The Oude Haven is one of the oldest ports of Rotterdam. It is located in the center of the city, south-east of Rotterdam Blaak station. Today the Oude Haven is a well-known and busy nightlife area with cafes and restaurants with terraces on the water, close to the famous Kubuswoningen, the Witte Huis and the adjacent Mariniersmuseum. Rotterdam University of Applied Sciences has a location nearby.

The most important project in this development is the Kop van Zuid - an area on the south bank of the Nieuwe Maas, directly opposite the city center. The area has not been used as a port since the German bombing in 1940 and fell into disrepair in the decades that followed. In 1993 the Hotel New York, former office building of the Holland America Lines (Nederlandsch Amerikaansche Stoomvaart Maatschappij), opened. With the construction of the Erasmusbrug in 1996, the city created a direct connection between the two banks of the Meuse. Since then, numerous public buildings such as the Luxor theater, several museums, but also office and residential high-rises have been built. In March 2020 it was announced that the Rijnhaven will be partially filled in after 2024 and used for residential construction and the construction of a city park. The Posthumalaan will then become a city boulevard with high residential towers and the Wilhelminaplein and Rijnhaven underground stations will be renovated. In the meantime, the Floating Office Rotterdam (FOR) opened in September 2021 on the Antoine Platekade and accommodates the Global Center on Adaptation. The FOR also includes a restaurant and an outdoor swimming pool. This is a project in the context of the Rotterdam Climate Initiative (RCI).

> [LIST OF TASKS]
[1] Answer from the Rotterdam text:
(a) Which station is the Oude Haven south-east of?
(b) In what year did the Hotel New York open?
(c) On which quay did the Floating Office Rotterdam open in September 2021?
[2] Duplicate the stretch of the Rotterdam text from "The Oude Haven is one" through "a location nearby.".
[3] Go on with the Rotterdam text, picking up after its final sentence.
The material after the Rotterdam text has no connection to it.

> [GIVEN MATERIAL]
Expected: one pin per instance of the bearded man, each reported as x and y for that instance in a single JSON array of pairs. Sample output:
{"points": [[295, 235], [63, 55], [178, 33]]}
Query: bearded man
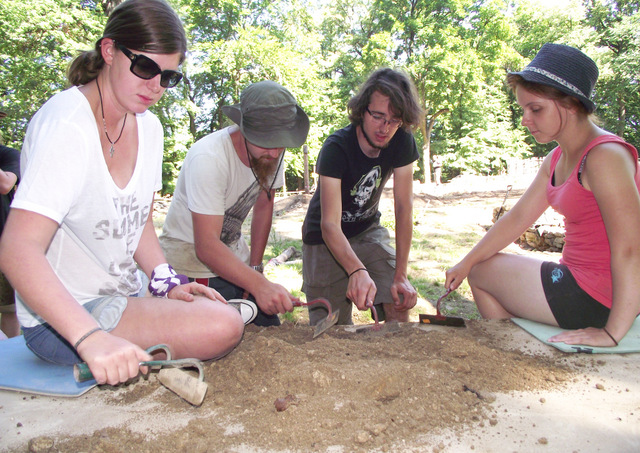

> [RESPONSES TO THE TASKS]
[1]
(a) Rotterdam Blaak station
(b) 1993
(c) The Antoine Platekade

[2]
The Oude Haven is one of the oldest ports of Rotterdam. It is located in the center of the city, south-east of Rotterdam Blaak station. Today the Oude Haven is a well-known and busy nightlife area with cafes and restaurants with terraces on the water, close to the famous Kubuswoningen, the Witte Huis and the adjacent Mariniersmuseum. Rotterdam University of Applied Sciences has a location nearby.

[3]
== Administration ==

The main office of the Port of Rotterdam

Raillinks and refineries in the Europoort area of the port.

The port is operated by the Port of Rotterdam Authority, originally a municipal body of the municipality of Rotterdam, but since 1 January 2004, a government corporation jointly owned by the municipality of Rotterdam and the Dutch State.

==Flood barriers==
The Port of Rotterdam and its surrounding area is susceptible to a storm surge from the North Sea. As part of the Delta Works plan, the Maeslantkering flood barrier was constructed from 1991 to 1997 to protect the area. This flood barrier consists of two huge doors that normally rest in a dry dock besides the Nieuwe Waterweg. When a flood of 3 m above NAP (mean sea level) is predicted, the barrier is activated. The dry dock is flooded, and the gates rotate around a pivot to float into position, like caissons, and sunk in place. When the water level recedes enough to open the gates, they are floated back into their docks. Another barrier, the Hartelkering, is situated in the Hartelkanaal.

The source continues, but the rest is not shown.